■ Source extract:
------------------------------------------------------------
The binding of specific ligands to ErbB receptors induces conformational changes and the creation of different receptor homo- or heterodimers, which in turn activate selective signaling pathways. Several ErbB receptors ligands have been identified including EGF, TGF-α, and the heparin-binding EGF-like growth factor (HB-EGF). Inactive transmembrane ErbB precursor ligands require the proteolytic cleavage of their ectodomain in order to be activated and released as mature soluble ligands. Although ADAM metalloprotease family members are the primarily responsible for cleavage (36), ErbB ligand cleavage can also be performed by several matrix metalloproteinases (37). G-protein coupled receptor (GPCR)-binding proteins such as angiotensin II (Ang II), which binds to the angiotensin type 1 receptor (AT1), can contribute to the ADAM-dependent EGFR ligand shedding. In particular, the ADAM-mediated activation of EGFR, induced by GPCR, has been defined as transactivation (38).
------------------------------------------------------------
■ Record set:
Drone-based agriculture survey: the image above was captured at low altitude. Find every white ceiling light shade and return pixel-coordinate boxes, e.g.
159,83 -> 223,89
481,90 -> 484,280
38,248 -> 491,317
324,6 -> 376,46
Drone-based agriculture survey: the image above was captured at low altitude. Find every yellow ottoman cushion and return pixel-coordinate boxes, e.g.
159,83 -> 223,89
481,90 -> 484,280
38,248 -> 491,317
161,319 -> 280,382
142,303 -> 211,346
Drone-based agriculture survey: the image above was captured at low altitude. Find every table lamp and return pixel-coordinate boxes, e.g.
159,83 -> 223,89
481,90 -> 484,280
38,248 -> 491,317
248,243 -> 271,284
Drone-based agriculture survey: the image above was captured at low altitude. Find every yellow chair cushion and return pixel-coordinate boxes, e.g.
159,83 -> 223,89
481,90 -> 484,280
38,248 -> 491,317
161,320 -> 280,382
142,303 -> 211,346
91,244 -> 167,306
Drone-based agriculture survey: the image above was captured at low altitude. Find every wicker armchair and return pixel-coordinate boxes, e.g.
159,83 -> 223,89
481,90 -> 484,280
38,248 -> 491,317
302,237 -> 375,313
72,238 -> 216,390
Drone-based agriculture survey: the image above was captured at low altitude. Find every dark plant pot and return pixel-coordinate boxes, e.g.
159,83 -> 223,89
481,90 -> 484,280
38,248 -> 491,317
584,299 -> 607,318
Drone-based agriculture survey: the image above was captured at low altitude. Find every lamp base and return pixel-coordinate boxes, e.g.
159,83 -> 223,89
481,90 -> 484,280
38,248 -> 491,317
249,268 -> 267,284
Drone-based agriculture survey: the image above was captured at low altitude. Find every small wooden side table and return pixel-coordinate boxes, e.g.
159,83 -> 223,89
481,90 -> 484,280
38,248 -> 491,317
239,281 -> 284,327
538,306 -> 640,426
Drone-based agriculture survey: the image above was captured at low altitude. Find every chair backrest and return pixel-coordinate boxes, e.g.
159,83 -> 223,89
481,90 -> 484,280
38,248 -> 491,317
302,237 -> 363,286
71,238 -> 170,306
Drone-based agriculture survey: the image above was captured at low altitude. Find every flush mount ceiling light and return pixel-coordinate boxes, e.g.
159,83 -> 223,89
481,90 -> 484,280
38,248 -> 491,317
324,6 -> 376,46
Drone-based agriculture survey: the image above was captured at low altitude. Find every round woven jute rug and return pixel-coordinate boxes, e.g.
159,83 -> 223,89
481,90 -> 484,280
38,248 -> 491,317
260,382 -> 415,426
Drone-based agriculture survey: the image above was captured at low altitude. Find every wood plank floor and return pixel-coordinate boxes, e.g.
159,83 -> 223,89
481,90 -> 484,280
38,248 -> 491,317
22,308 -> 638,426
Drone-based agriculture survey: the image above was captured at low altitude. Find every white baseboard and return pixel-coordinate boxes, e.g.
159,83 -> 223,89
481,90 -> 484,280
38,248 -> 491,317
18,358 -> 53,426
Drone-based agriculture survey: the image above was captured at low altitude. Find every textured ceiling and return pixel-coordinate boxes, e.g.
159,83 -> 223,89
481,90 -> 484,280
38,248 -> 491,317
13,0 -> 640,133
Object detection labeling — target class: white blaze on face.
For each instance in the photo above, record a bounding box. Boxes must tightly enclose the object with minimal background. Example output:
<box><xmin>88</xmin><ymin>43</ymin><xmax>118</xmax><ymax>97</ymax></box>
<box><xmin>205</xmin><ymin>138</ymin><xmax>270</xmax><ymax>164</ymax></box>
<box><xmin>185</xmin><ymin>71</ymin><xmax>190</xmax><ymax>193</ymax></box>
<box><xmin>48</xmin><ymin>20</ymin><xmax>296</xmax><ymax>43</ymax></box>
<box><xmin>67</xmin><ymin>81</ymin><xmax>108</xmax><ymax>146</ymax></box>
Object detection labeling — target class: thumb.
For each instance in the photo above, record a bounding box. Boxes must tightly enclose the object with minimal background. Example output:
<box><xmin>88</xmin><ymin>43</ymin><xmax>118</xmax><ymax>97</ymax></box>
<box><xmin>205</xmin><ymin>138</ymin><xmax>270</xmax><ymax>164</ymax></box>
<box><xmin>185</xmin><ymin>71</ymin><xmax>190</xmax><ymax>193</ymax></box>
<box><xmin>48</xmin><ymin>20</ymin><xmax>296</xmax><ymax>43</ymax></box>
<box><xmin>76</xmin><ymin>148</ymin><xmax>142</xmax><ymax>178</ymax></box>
------------------------------------------------------------
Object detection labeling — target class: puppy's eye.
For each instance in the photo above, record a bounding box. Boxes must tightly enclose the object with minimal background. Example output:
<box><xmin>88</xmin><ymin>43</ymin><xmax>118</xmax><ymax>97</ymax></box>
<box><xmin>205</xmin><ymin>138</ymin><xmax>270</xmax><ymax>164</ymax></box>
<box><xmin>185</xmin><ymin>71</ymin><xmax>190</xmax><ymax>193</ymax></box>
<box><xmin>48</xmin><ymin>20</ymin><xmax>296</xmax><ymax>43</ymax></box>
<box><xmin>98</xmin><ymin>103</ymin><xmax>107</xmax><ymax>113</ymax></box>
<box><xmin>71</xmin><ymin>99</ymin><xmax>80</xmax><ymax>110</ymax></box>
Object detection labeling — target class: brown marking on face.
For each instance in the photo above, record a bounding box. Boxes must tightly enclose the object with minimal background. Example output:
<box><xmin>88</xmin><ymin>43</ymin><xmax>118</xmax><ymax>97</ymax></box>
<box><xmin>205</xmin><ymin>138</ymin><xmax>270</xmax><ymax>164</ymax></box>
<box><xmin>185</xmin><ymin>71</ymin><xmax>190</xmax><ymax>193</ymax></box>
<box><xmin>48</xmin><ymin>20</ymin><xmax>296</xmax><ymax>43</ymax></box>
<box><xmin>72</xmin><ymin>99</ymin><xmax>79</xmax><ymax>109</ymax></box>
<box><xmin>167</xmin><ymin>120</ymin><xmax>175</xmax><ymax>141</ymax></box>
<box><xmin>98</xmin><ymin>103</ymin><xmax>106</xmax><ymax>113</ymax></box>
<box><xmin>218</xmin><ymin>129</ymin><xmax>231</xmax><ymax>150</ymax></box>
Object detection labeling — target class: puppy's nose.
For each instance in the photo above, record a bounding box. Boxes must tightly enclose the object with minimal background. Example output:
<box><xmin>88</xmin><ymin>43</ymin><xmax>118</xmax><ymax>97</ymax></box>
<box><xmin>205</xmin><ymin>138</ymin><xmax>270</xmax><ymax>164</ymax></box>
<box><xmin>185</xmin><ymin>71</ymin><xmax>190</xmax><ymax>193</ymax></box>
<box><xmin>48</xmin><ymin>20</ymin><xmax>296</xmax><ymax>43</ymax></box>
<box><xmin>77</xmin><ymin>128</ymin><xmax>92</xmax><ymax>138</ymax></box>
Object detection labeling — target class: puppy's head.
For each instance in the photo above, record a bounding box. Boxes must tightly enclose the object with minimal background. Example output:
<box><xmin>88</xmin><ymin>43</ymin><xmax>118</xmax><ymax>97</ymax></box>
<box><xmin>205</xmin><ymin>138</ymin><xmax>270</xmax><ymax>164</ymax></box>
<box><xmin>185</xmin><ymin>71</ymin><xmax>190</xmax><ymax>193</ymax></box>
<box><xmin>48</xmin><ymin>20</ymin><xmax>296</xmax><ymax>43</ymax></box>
------------------------------------------------------------
■ Brief 1:
Answer these about the ErbB ligand passage, one per line:
(a) Which three ErbB receptor ligands does it name?
(b) To which receptor does angiotensin II bind?
(c) What term is used for the ADAM-mediated activation of EGFR induced by GPCR?
■ Brief 2:
Using the ErbB ligand passage, explain why inactive transmembrane ErbB precursor ligands need their ectodomain cleaved.
■ Brief 3:
Carry on the ErbB ligand passage past its last sentence.

■ Answer box 1:
(a) EGF, TGF-α, and heparin-binding EGF-like growth factor (HB-EGF)
(b) The angiotensin type 1 receptor (AT1)
(c) Transactivation

■ Answer box 2:
The cleavage activates them. It also frees them from the membrane so they are released as mature soluble ligands.

■ Answer box 3:
Depending on the tissue, different ADAMs may be involved in EGF receptor transactivation. In the kidney, ADAM17 has been implicated in the transactivation mediated by Ang II (39). The binding of different Erb-B ligands and the combination of Erb-B homo- and heterodimer receptors can activate distinct downstream pathways, including the mitogen activated protein kinase (MAPK) and the phosphatidylinosithol-3kinase (PI3K) signaling pathways (35), which are able to control cellular behavior by transducing cell signals to the nucleus, then influencing the activity of transcription factors. Based on these assumptions, Beltowski et al. have demonstrated the ability of high levels of leptin to transactivate the EGF receptor and activate the receptor Erb-B2 (40). Increased PI3K activity has been observed in the aortic media of adult male Wistar rats exposed to increasing doses of leptin for 10 days, which was markedly attenuated by the EGFR inhibitor AG1478 and by the ErbB2 receptor inhibitor AG825. These observations demonstrated that both EGFR and ErbB2 contribute to the activation of PI3K signaling pathway by leptin.
Leptin has also been shown to increase tyrosine phosphorylation of ErbB2, which is abolished either by AG1478 or AG825.
The ability of hyperleptinemia to transactivate ErbB receptors could be considered as an additional mechanism of fibrogenesis induction. Indeed, although constitutive EGFR expression has been observed in glomeruli, tubules, and interstitium of most normal human kidneys, EGFR increase has been detected in several forms of glomerulonephritis and in allograft nephropathy (41–43).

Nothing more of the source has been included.